• Passage du texte

════

Ce combat resolu, l’offençant sera conduit le premier sur le pré, ou
celuy qui aura fait l’éclaircissement, le laissera auec son amy, tandis
qu’il ira chercher le sien pour les mettre aux mains, & pour estre
plûtost les juges de leur combat, que leurs seconds ; Le tout neantmoins
auec cette obligation de les separer au premier sang, si l’offense
est legere. Mais si elle estoit si criminelle, qu’elle pust deshonorer
l’offensé, les seconds alors laisser ont faire leurs amis, &
ne les pourront separer que de leur consentement. I’entends que
le tout se passe comme estant ignoré de V. M, & plûtost par tolerance
que par vôtre permission. Quoy que cette tolerance de combat
paroisse vn peu dure, & peu Chrestienne, elle a neantmoins en
elle plus de police & de seureté pour la vie des hommes, qu’il n’y en
a dans la seureté d’vn Edict mal obserué. Premierement, par la defense

-- 21 --

aux seconds de se battre, on retranche pour le moins la moitié
de ce mal funeste : on soulage les deux parties de la despense, &
de l’accablement de leurs amis ; particulierement dans les Prouinces.
Il en reüssit encores vn autre bien, qui est, qu’vn jeune homme
ne se pressera jamais de seruir de second dans vne occasion où il
aura les mains liées ; & par ce moyen la charge de seruir son amy
viendra d’elle-mesme aux plus sages, qui se trouueront interessez
par leur honneur propre, & par la societé de leur employ, de deuenir
les amis communs des deux parties, & de ne leur permettre pas
de se battre, sans quelque legitime fondement. Quand je considere
comme s’est pû naturaliser en nous cette manie de duels, je
ne la puis conceuoir que comme vn second peché originel de nôtre
Nation. Premierement, la ciuilité de nos combats tesmoigne
assez, qu’en cette action nous ne sommes point alterez de sang
humain ; Que si c’est pour la reputation qu’on se bat, il arriue souuent
que qui pense s’enrichir de l’honneur d’autruy, s’appauurit
du sien ; & l’vsurpation que nous en voulons faire dans vne injuste
querelle, tesmoigne combien est grande nótre necessité de ce
costé-là. Au surplus, le duel n’est qu’vne vertu de gladiateur, &
nous ne pouuons faire le dénombrement de nos combats, sans le
faire de nos bijarreries. Car en effet, les querelles ne sont rien autre
chose qu’vne impuissance actiue ou passiue en la societé de la
vie ciuile. Pour conclusion, chacun fuit les Braues, chacun les condamne ;
& auec tout cela chacun le veut estre, quoy qu’on s’apperçoiue
bien, qu’ils ne sont considerables que comme ces fameux
Escueils qui n’ont de la reputation que par le nombre des naufrages
qu’ils ont causé.

 

L. R. Ce que vous dites est le plus beau du monde ; mais si on
oste les duels, comment est-ce que la Noblesse pourra tesmoigner
son courage ?

L. G. Dans vos armées, SIRE.

L. R. Et s’il n’y a point de guerre ?

════

• Extraits de données
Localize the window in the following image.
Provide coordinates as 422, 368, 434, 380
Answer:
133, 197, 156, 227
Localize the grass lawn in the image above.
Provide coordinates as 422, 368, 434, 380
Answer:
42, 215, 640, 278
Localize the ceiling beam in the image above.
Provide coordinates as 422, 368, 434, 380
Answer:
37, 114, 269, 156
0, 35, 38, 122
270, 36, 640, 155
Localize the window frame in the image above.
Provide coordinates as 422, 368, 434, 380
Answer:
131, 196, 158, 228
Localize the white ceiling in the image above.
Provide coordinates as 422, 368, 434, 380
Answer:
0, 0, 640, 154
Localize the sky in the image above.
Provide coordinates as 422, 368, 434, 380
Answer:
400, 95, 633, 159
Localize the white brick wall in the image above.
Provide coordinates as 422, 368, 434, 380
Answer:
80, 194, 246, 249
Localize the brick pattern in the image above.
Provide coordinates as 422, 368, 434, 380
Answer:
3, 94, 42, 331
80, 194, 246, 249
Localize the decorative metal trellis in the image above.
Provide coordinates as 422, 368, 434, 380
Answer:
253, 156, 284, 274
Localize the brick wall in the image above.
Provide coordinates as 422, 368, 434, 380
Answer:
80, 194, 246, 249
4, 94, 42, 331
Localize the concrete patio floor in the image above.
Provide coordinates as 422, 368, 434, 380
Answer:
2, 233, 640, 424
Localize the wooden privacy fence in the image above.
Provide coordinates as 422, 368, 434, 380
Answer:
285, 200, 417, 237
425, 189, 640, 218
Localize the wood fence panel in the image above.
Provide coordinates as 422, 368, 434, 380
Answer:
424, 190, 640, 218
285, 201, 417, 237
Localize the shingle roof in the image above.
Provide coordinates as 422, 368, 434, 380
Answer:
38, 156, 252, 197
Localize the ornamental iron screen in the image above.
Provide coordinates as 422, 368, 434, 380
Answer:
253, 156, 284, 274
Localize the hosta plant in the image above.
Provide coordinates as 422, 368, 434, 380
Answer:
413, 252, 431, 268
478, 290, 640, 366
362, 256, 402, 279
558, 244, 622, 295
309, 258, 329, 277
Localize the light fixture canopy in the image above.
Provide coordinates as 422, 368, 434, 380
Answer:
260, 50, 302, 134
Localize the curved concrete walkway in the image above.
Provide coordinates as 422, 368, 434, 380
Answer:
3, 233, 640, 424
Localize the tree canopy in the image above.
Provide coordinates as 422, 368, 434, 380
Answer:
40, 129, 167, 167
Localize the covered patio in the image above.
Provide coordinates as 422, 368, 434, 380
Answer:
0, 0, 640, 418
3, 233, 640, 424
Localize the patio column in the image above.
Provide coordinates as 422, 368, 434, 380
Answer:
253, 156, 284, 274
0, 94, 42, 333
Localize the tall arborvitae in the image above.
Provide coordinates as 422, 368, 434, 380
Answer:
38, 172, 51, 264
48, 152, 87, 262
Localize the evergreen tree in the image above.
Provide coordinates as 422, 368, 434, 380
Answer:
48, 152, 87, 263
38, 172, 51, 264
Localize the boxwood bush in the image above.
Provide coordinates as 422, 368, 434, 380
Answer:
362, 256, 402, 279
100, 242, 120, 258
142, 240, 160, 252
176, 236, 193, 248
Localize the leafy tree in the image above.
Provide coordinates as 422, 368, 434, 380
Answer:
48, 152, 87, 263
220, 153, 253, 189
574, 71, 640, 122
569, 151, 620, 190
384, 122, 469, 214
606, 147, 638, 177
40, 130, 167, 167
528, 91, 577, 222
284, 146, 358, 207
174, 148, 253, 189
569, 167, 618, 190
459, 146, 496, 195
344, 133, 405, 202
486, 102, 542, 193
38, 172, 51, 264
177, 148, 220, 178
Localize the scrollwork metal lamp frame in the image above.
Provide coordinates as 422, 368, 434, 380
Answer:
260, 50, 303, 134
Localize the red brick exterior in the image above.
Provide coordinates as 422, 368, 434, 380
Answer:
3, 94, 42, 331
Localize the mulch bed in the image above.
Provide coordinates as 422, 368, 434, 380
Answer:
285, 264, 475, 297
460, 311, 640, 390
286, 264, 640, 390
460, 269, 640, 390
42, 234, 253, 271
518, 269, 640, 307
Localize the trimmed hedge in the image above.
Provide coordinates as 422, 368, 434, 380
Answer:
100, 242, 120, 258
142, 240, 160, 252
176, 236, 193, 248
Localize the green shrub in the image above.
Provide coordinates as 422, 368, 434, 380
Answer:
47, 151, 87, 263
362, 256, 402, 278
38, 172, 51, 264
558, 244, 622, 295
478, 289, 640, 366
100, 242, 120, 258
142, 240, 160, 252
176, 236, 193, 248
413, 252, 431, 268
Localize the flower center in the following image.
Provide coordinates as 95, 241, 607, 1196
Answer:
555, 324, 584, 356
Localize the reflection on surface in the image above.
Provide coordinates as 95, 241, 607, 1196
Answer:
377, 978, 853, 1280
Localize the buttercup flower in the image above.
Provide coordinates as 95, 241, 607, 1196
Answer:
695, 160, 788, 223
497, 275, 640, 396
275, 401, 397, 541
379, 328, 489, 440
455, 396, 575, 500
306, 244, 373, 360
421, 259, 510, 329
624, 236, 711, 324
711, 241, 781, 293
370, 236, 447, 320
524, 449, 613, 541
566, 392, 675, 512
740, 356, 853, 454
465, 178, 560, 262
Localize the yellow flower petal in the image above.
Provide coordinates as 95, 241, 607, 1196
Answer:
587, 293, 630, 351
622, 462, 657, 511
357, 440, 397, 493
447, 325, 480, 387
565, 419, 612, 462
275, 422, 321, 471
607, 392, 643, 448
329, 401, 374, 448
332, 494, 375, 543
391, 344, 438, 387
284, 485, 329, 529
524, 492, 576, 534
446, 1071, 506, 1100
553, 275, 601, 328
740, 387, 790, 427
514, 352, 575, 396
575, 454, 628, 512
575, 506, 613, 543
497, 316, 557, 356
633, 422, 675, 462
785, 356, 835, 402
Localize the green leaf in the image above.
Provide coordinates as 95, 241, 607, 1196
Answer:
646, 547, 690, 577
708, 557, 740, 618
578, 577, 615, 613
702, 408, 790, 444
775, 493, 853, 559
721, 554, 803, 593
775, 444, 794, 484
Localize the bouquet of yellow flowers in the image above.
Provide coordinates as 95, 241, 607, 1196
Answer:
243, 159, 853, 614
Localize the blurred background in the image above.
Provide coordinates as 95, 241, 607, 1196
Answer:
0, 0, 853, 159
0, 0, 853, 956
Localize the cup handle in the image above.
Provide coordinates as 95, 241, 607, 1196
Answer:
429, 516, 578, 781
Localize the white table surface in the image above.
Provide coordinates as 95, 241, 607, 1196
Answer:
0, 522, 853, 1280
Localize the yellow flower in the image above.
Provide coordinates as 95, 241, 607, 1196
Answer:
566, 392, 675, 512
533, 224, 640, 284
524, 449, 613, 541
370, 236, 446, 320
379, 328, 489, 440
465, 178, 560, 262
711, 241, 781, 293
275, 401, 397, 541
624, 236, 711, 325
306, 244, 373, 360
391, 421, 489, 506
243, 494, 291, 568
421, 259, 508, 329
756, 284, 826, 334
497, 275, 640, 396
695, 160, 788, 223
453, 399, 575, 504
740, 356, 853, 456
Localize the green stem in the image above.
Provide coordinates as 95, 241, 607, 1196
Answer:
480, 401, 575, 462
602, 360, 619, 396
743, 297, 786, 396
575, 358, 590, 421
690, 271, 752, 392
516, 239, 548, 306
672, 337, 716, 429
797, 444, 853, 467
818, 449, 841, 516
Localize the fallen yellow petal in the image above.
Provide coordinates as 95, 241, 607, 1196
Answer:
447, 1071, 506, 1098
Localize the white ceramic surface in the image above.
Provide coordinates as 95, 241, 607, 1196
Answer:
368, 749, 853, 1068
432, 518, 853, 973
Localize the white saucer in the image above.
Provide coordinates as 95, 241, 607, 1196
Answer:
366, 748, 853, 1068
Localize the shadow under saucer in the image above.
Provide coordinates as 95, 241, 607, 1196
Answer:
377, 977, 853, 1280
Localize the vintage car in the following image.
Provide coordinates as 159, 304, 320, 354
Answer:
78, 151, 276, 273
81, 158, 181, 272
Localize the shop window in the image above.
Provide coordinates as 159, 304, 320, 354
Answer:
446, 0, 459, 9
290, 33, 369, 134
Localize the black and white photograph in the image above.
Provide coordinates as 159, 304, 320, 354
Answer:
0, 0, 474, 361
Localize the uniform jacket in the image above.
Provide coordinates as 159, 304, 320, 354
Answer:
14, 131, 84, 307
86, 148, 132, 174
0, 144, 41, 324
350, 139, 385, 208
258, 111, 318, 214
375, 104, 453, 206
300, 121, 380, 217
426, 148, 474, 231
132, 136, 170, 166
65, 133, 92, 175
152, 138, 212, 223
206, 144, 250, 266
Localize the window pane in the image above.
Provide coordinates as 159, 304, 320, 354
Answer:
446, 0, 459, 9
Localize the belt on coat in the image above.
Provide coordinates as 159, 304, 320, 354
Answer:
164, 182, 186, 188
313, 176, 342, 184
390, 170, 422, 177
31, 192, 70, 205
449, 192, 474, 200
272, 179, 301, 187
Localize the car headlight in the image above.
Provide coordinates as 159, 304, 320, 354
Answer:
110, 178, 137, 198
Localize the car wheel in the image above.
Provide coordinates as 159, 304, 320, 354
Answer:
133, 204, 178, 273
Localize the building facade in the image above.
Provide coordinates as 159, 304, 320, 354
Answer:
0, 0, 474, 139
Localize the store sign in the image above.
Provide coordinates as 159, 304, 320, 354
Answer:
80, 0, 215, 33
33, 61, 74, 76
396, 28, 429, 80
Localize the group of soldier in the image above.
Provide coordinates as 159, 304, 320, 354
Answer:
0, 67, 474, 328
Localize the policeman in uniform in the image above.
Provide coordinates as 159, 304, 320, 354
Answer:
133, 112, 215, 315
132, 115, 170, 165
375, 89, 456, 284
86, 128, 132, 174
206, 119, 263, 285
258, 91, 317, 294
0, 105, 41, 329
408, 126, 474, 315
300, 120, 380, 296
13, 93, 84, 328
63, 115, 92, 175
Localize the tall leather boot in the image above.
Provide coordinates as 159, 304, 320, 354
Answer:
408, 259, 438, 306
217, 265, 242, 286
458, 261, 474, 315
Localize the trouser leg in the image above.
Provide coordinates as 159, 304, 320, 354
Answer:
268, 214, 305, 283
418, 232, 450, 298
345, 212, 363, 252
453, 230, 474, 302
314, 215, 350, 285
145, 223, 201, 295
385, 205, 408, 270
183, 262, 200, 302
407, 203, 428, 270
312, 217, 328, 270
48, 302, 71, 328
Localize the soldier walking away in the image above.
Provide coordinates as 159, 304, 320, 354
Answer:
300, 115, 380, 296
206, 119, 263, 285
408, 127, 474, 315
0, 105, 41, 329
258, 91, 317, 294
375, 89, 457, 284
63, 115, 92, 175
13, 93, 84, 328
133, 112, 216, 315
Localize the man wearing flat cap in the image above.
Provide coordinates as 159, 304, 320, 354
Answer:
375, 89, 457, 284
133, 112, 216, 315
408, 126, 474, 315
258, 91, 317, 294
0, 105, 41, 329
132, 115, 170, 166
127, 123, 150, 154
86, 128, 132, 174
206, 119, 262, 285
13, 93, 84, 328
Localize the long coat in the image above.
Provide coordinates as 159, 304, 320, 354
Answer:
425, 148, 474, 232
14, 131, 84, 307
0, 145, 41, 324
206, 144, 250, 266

════

• Consigne
Citez le passage du texte sur les duels en commençant par «aux seconds de» et en allant jusqu'à «dans les Prouinces.». Le matériel fourni ne joue aucun rôle ici.

• Réponse finale
aux seconds de se battre, on retranche pour le moins la moitié
de ce mal funeste : on soulage les deux parties de la despense, &
de l’accablement de leurs amis ; particulierement dans les Prouinces.